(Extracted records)
________________________
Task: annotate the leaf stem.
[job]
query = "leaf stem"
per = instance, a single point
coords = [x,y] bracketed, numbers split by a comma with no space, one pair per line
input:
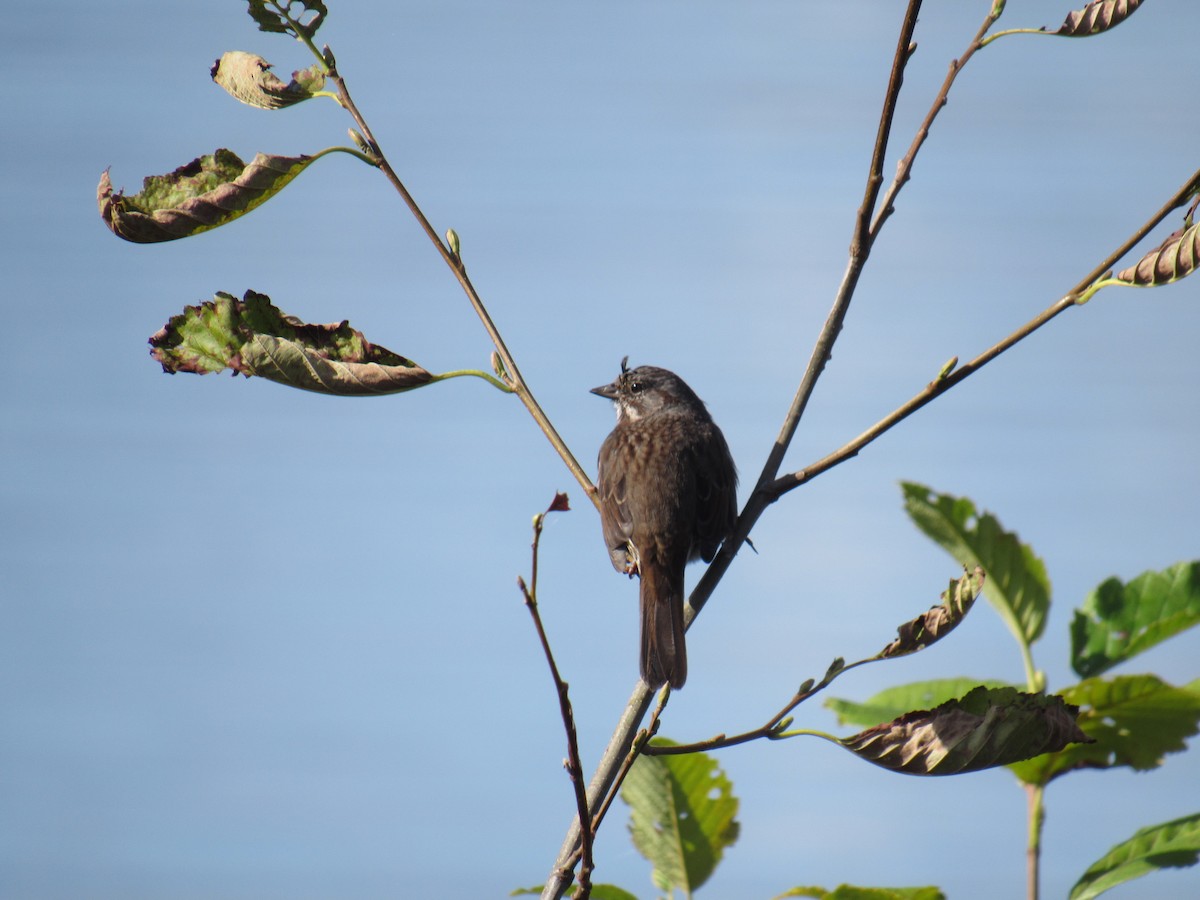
________________________
■ What this task involves ■
Arrange every line of the listing above as a numbered list, skipping blank lines. Leave the pictures out of your answer.

■ Solution to the problem ■
1. Task: annotate the leaf stem.
2. [job]
3. query = "leaf stem"
4. per = instance, a single point
5. coords = [x,y] bracketed, numbers split by a comma with no space, one pair per line
6. input:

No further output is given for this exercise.